> _Task objective_:
List every line below that contains the string "yellow". Uppercase and lowercase letters count as different.

══════════

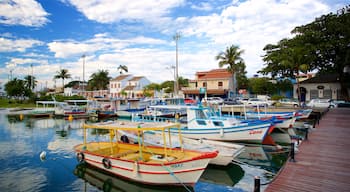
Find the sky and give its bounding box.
[0,0,348,88]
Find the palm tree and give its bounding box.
[88,70,111,90]
[24,75,38,90]
[54,69,71,91]
[215,45,244,94]
[117,65,128,74]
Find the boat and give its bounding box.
[119,128,244,166]
[136,105,274,144]
[74,121,218,186]
[74,164,194,192]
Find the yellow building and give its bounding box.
[181,69,233,99]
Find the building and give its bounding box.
[109,75,151,98]
[293,74,341,101]
[181,69,233,99]
[109,75,132,98]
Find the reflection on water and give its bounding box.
[74,163,194,192]
[0,113,286,192]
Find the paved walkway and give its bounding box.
[265,108,350,192]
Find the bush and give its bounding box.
[271,95,284,101]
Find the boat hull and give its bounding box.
[75,144,217,185]
[171,123,272,143]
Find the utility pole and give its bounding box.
[81,54,86,95]
[173,32,181,96]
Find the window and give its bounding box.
[218,81,223,89]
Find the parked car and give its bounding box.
[224,98,238,105]
[184,98,197,105]
[278,98,299,107]
[202,97,224,105]
[242,98,269,106]
[306,99,337,108]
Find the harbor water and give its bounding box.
[0,111,288,192]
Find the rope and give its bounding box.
[147,146,191,192]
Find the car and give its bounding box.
[242,98,270,106]
[306,99,337,108]
[278,98,299,107]
[184,98,197,105]
[202,97,224,105]
[224,98,238,105]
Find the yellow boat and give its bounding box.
[74,121,218,186]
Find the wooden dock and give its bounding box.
[265,108,350,192]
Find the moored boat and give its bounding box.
[74,121,218,185]
[136,105,274,143]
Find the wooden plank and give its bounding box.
[265,108,350,192]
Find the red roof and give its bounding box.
[196,69,232,80]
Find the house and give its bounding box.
[181,69,233,99]
[293,74,341,101]
[109,75,151,98]
[109,75,132,98]
[123,76,151,98]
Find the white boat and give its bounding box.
[74,121,218,186]
[137,105,273,143]
[119,130,244,166]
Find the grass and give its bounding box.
[0,98,36,108]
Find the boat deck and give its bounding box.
[265,108,350,192]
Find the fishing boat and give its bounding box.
[137,105,274,143]
[119,130,244,166]
[74,121,218,186]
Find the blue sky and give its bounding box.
[0,0,348,87]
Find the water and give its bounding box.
[0,112,287,192]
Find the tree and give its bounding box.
[117,65,128,74]
[259,36,312,105]
[88,70,111,90]
[24,75,38,90]
[249,77,276,95]
[261,9,350,99]
[54,69,71,92]
[215,45,246,94]
[5,78,32,98]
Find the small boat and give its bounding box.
[74,121,218,186]
[119,128,244,166]
[74,164,194,192]
[136,105,274,144]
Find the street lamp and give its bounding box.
[81,54,86,95]
[173,33,181,95]
[166,65,176,96]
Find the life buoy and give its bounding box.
[102,179,113,192]
[102,158,112,169]
[120,135,129,143]
[77,152,85,163]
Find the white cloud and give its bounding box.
[0,37,43,52]
[177,0,330,75]
[48,34,167,58]
[0,0,49,27]
[6,58,48,68]
[66,0,184,23]
[191,2,213,11]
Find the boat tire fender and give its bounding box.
[102,158,112,169]
[120,135,129,143]
[77,152,85,163]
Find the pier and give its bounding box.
[265,108,350,192]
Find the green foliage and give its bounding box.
[248,77,276,95]
[215,45,248,90]
[54,69,71,92]
[260,10,350,99]
[5,78,33,98]
[87,70,111,91]
[271,95,284,101]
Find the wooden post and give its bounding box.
[254,176,260,192]
[289,142,295,162]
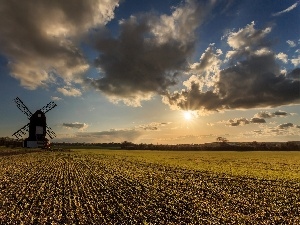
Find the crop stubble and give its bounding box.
[0,152,300,224]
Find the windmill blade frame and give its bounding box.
[40,101,57,114]
[14,97,32,119]
[46,125,56,139]
[12,123,30,140]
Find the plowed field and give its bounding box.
[0,149,300,224]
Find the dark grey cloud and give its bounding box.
[226,118,250,127]
[222,117,266,127]
[251,118,266,123]
[63,122,88,129]
[278,123,294,129]
[163,23,300,110]
[254,111,289,119]
[287,68,300,80]
[0,0,118,89]
[137,122,169,131]
[89,1,213,105]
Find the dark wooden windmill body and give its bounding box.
[13,97,57,148]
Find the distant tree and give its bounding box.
[216,137,228,143]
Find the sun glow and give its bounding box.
[183,111,193,120]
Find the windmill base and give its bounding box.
[23,140,46,148]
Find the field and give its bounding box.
[0,148,300,224]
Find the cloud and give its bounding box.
[272,2,299,16]
[87,1,213,106]
[219,111,291,127]
[225,118,250,127]
[57,86,82,97]
[276,52,288,63]
[163,22,300,111]
[291,54,300,66]
[51,96,62,101]
[0,0,118,90]
[278,123,294,129]
[251,118,266,123]
[254,111,289,119]
[287,68,300,80]
[63,122,88,130]
[286,40,296,48]
[136,122,170,131]
[221,117,266,127]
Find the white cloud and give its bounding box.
[286,40,296,48]
[0,0,118,90]
[276,52,288,63]
[51,96,62,101]
[272,2,298,16]
[63,122,88,130]
[57,86,82,97]
[291,54,300,66]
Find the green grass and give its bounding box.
[76,149,300,180]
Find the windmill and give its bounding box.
[13,97,57,148]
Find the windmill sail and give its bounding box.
[13,123,29,140]
[14,97,32,119]
[46,125,56,139]
[41,102,57,113]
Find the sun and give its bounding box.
[183,111,193,120]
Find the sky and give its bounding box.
[0,0,300,144]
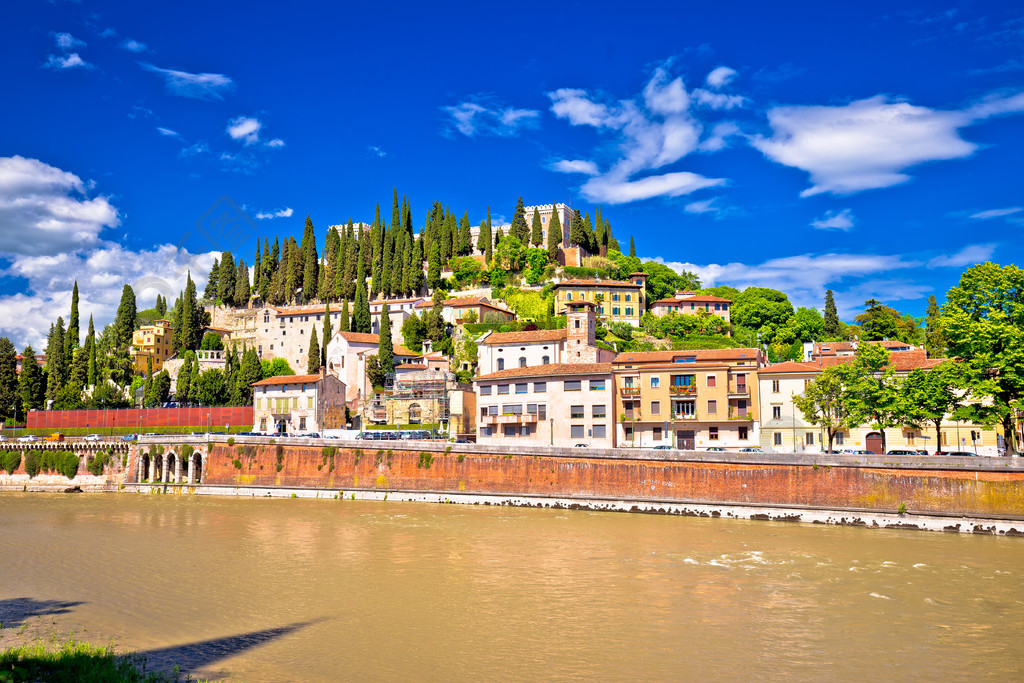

══════════

> _Exercise response_:
Find the yellow building and give its bounding box.
Find the yellow boat and give its bounding box.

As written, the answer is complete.